South Sudan: Soldiers, armed corruption and audits
In its efforts to fight corruption, the South Sudanese government has come up with an ambitious plan to audit all government institutions. But the country’s informal traders have suggested that it might be an impossible task.
“We are soon to hold audits of all government institutions,” chairman of the anti-corruption office in Central Equatorial state, Mariata Takowa Adoma said.
“The exercise is about to start. It is a measure to fight corruption. Those found guilty will be prosecuted in courts of law.”
He said they had received many complaints on corruption in different departments of the government and were determined to fight it.
Stephen Ocan, an anti corruption officer, said the government was keen to eliminate incidences of corruption.
“We are a new state. We only got independence last year. Before that we were at war for over a decade. So we cannot be perfect in such a short time,” Ocan said.
we cannot be perfect in such a short time
“There could be some corrupt officers but we are slowly but surely weeding them out.”
But informal traders allege that corruption is so deeply entrenched in Africa’s newest state that eradicating it may be a mammoth task. “Corruption is rampant in South Sudan,” said Felix Ngada, a taxi driver in the country’s capital, Juba.
Whilst Ngada says he has to “bribe traffic police officers on the roads” every day as it is their habit to “stop drivers and openly ask for bribes” fearlessly, such traffic officers are lately being arrested by the authorities.
A Ugandan trader, Charles Kato who spends a lot of time in that country suggests that armed corruption has become part of life in South Sudan, and that those expected to protect civilians are themselves guilty of extortion.
“Like in Uganda, there is corruption in South Sudan. Unfortunately in South Sudan at times policemen and army men use their firearms to rob civilians,” Kato said.
Kato who wondered how the audits could help in fighting corruption said that foreign traders on many occasions were targeted by government security operatives.
“Once they know that you are a foreigner, they waylay you and demand bribes. If you refuse to give them they arrest you and take you to police cells,” he continued.
Some suggested that a number of Ugandan traders were languishing in South Sudanese jails for failing to pay bribes to authorities.

= Actions to take =
a) Using the article on corruption in South Sudan, decide whether each statement agrees with it: (i) Stephen Ocan says South Sudan gained independence last year; (ii) Felix Ngada is a trader from Uganda; (iii) Mariata Takowa Adoma said those found guilty will be prosecuted in courts of law. For each, answer yes or no and quote the words of the article that decide it.
b) Output, word for word, the stretch of the article on corruption in South Sudan from "Whilst Ngada says" through "guilty of extortion.".

= Records =
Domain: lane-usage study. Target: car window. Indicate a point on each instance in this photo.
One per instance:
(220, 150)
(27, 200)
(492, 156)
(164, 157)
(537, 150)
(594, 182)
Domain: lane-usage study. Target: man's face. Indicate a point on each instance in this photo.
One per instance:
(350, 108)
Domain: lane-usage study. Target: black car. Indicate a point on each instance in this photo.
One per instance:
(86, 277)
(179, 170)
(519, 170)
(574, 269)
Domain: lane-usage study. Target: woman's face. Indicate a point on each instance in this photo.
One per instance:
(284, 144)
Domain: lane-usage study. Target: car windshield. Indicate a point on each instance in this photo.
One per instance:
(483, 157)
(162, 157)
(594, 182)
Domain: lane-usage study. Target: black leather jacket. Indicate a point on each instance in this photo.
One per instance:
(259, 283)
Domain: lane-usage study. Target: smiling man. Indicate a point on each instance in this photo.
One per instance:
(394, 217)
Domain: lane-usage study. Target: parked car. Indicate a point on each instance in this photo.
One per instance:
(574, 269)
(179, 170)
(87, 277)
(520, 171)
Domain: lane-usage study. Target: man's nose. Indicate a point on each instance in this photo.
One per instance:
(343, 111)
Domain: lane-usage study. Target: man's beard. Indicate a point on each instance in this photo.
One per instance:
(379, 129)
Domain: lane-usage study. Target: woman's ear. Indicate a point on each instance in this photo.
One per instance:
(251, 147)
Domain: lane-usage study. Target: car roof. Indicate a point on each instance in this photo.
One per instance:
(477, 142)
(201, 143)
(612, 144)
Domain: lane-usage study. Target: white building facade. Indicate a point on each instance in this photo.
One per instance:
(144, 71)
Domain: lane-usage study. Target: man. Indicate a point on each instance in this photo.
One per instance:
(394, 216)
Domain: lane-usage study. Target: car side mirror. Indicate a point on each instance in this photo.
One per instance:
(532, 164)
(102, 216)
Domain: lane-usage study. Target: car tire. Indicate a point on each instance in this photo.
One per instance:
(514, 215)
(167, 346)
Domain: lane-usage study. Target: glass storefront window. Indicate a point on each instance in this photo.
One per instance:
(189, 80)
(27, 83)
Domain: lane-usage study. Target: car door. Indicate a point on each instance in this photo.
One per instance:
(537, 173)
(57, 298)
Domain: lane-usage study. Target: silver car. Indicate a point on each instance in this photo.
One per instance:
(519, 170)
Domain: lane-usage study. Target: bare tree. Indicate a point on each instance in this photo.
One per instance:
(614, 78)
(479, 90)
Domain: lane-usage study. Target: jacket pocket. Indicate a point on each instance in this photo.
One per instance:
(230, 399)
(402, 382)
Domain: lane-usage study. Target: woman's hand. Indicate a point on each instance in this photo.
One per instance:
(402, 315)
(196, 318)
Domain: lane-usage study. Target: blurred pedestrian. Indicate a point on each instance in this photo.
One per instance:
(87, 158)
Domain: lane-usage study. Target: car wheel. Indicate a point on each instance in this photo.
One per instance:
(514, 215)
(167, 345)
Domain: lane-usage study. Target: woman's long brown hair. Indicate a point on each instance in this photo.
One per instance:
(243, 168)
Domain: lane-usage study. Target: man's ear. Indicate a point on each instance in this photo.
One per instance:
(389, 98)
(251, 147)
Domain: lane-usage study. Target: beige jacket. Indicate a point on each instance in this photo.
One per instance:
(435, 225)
---
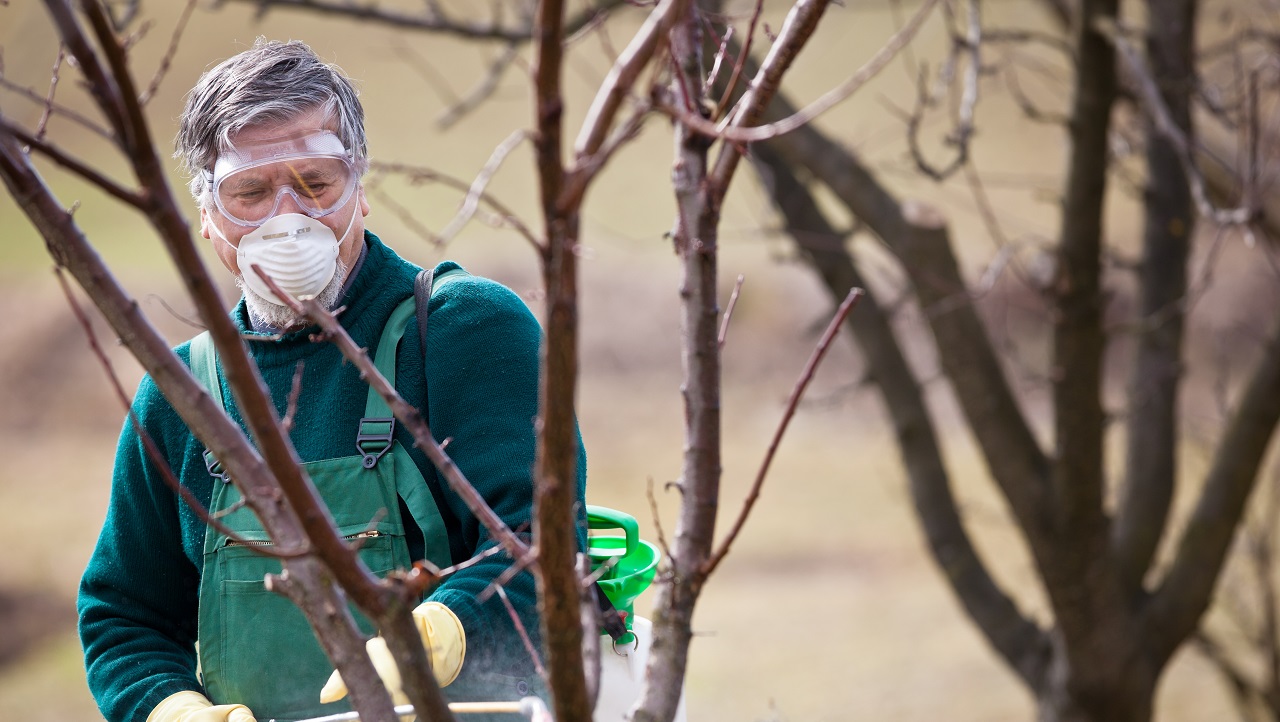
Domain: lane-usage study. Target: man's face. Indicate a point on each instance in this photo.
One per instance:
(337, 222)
==
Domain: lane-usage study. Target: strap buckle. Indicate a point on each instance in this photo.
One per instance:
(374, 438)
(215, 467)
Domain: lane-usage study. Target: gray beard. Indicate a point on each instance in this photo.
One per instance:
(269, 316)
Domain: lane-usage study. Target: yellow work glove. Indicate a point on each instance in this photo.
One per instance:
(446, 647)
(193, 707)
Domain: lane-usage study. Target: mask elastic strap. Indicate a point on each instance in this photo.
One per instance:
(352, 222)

= Responses by task =
a)
(i) Yes: "We only got independence last year."
(ii) No: "Felix Ngada, a taxi driver in the country’s capital, Juba."
(iii) Yes: "Those found guilty will be prosecuted in courts of law."

b)
Whilst Ngada says he has to “bribe traffic police officers on the roads” every day as it is their habit to “stop drivers and openly ask for bribes” fearlessly, such traffic officers are lately being arrested by the authorities.
A Ugandan trader, Charles Kato who spends a lot of time in that country suggests that armed corruption has become part of life in South Sudan, and that those expected to protect civilians are themselves guilty of extortion.